What you will do:
All lines in the records below with the word "plant" must be returned.

Image point grounding data:
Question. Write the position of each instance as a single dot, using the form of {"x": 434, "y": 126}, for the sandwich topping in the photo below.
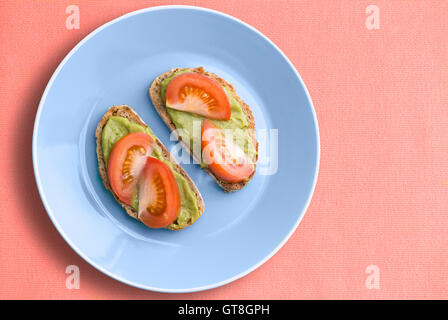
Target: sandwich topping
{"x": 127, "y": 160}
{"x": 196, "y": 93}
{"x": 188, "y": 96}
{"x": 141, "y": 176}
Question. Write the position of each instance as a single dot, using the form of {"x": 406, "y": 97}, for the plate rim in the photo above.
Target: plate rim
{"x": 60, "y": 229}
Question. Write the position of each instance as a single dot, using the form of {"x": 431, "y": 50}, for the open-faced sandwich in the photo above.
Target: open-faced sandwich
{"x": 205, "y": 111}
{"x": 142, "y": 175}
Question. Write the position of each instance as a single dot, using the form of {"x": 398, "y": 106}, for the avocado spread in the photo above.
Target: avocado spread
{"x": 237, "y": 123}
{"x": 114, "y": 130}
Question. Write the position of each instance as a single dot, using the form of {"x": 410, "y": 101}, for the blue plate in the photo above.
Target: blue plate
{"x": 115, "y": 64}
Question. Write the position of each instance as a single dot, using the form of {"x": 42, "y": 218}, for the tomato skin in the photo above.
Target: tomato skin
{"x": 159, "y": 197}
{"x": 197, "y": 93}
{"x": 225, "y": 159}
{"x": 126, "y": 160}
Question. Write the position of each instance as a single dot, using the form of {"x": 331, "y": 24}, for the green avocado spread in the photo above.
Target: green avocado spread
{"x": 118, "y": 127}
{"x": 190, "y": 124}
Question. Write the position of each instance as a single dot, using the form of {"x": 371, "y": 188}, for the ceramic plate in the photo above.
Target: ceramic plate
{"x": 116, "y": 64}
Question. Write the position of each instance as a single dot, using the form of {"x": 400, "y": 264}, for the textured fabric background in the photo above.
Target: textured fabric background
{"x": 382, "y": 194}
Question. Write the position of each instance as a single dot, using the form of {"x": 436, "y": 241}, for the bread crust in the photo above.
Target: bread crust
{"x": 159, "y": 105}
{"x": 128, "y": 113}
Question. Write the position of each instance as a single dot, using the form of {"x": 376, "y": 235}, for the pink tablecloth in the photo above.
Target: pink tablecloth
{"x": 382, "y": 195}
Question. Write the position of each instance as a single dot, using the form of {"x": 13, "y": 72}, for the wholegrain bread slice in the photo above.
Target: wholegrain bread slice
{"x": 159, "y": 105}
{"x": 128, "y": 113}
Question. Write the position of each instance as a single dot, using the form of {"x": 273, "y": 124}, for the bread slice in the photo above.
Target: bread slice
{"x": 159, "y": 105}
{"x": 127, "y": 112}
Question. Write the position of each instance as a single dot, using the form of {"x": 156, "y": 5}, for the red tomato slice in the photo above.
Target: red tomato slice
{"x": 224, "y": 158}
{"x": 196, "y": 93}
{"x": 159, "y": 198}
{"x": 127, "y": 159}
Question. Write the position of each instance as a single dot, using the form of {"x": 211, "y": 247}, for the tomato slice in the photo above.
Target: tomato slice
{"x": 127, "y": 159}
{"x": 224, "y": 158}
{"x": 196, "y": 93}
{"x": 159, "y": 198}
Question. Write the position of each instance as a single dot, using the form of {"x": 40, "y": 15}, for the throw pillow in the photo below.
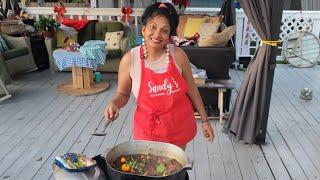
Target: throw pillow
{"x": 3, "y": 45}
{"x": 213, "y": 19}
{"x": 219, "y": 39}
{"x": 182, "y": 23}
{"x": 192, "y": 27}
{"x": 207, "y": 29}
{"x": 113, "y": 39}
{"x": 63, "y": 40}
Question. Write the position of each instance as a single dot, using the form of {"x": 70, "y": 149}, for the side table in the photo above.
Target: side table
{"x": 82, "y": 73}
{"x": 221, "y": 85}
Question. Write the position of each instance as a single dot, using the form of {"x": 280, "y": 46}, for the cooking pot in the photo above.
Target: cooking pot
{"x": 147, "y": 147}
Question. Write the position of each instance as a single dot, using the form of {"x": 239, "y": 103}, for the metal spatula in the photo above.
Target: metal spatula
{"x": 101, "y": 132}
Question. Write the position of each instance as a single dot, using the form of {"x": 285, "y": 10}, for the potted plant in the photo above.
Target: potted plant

Result for this task:
Question. Write the position of each instance as a single dot, using the form of {"x": 285, "y": 10}, for the potted plant in the photo above.
Target: potted plant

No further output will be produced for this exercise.